Problems to solve:
1. In the Cruze forum thread, what does one poster say removes the white marks on the doors?
2. Summarize the Cruze forum thread in two sentences.

-- Begin Extracted text --

As soon as it stops raining/snowing/raining i was planning on trying just vacuuming with the brush attachment to see how that cleans it. I'm noticing the red/black interior really likes to show hand prints on the seats.


----------



## NellieCRUZE (Mar 16, 2012)

I have a black granite metallic 2012 ECO. Chevy site search wasn't turning up anything remotely close to what I wanted (black Eco, fogs, red interior, automatic). Found the EXACT car an hour south of me while visiting random dealerships (Chevy site failed to show interior color when I looked it up) As soon as I got my previous car out of the shop from a bad wreck I took it down there and traded for it. Couldn't be happier.

I'm getting the white marks as well, especially on the doors, and not limited to the cloth. Damp microfiber gets them right off.


----------



## RedRS99 (May 18, 2012)

I bought my 12 Red RS with the Black/Red interior in August. I love the combo. Very nice.
Looking forward to my tint, window visors, red bowties and intake in a week or so.


----------



## foranpdx (Apr 5, 2012)

-- End Extracted text --
-- Begin Information shown --

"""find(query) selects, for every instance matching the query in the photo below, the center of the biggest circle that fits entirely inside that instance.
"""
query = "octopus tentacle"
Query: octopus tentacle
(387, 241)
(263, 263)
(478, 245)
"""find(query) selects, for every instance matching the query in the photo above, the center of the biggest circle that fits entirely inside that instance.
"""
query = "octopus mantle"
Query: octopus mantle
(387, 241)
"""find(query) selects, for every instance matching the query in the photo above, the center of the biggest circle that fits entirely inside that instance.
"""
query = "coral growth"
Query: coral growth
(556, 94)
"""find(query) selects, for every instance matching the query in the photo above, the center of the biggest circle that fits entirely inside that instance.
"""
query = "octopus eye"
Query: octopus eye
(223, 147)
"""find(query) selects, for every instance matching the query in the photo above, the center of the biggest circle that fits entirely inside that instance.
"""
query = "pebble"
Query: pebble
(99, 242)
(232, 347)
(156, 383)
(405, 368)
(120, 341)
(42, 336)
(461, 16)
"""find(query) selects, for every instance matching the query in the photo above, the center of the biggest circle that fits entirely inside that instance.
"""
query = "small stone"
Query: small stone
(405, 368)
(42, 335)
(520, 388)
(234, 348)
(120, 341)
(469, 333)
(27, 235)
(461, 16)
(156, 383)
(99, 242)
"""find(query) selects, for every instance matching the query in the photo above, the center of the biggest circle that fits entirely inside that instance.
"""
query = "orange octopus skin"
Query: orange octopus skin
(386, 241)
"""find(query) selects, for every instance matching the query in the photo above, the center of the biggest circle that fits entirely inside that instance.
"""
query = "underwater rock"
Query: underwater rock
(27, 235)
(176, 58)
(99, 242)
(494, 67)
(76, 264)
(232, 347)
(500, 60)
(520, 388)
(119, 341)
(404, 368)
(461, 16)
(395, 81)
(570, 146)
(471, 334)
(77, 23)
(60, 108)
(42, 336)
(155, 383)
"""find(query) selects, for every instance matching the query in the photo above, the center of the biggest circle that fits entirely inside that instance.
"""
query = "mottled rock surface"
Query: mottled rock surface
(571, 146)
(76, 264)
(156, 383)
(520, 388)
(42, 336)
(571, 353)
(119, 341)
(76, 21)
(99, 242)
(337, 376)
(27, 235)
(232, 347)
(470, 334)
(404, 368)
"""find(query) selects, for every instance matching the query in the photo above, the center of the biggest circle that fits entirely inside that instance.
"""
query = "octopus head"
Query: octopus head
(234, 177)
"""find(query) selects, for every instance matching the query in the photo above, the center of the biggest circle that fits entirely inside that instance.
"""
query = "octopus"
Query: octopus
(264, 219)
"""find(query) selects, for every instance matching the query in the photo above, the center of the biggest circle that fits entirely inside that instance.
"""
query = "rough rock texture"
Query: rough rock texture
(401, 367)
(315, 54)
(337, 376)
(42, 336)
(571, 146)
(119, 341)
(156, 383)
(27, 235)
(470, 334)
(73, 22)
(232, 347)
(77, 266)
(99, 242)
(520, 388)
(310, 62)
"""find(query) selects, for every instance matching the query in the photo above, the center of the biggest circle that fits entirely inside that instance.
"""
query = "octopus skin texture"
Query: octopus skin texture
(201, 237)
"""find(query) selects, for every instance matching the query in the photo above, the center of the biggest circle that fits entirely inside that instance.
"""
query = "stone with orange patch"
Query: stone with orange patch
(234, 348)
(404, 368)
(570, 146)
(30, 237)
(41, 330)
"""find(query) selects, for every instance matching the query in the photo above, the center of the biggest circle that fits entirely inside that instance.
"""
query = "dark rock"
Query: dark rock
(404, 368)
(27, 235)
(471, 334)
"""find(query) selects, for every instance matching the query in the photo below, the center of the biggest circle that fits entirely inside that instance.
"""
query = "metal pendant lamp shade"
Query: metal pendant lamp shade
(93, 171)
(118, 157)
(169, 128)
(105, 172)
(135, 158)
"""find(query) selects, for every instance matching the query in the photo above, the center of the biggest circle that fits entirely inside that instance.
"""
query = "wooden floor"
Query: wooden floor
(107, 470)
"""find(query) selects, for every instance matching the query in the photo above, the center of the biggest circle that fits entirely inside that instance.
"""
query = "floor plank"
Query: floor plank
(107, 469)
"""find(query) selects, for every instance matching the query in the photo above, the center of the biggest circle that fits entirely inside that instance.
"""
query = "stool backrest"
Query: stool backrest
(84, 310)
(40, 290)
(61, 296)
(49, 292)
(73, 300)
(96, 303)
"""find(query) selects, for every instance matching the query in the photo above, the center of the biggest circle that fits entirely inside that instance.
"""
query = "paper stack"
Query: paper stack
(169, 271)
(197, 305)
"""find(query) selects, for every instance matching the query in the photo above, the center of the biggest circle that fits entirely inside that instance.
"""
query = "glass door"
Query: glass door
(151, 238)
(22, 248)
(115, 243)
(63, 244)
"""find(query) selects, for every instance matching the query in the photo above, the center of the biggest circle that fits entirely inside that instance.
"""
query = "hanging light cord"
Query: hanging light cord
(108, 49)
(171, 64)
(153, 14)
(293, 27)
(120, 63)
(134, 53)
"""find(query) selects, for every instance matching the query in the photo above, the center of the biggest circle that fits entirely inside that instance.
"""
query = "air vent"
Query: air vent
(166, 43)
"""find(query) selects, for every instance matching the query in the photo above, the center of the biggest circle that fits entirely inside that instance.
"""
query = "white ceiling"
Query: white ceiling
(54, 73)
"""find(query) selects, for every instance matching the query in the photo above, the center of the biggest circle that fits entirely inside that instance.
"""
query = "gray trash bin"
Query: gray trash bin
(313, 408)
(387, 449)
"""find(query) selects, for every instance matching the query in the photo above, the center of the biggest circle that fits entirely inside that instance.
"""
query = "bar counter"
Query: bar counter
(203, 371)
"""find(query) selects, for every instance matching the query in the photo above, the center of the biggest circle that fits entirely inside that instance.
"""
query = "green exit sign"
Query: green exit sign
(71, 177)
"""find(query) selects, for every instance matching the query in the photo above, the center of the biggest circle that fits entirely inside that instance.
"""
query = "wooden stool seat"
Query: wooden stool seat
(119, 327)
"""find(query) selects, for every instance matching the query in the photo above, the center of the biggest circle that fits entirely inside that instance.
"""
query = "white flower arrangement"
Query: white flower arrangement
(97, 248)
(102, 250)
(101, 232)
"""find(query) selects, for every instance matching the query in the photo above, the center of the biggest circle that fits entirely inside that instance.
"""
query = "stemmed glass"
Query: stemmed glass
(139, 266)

-- End Information shown --

Solved tasks:
1. Damp microfiber gets them right off.

2. One poster plans to try vacuuming with the brush attachment and notes that the red/black interior shows hand prints on the seats. Another traded for a black granite metallic 2012 ECO with red interior and says damp microfiber removes white marks, while a third bought a 2012 Red RS with Black/Red interior in August and expects tint, window visors, red bowties and an intake soon.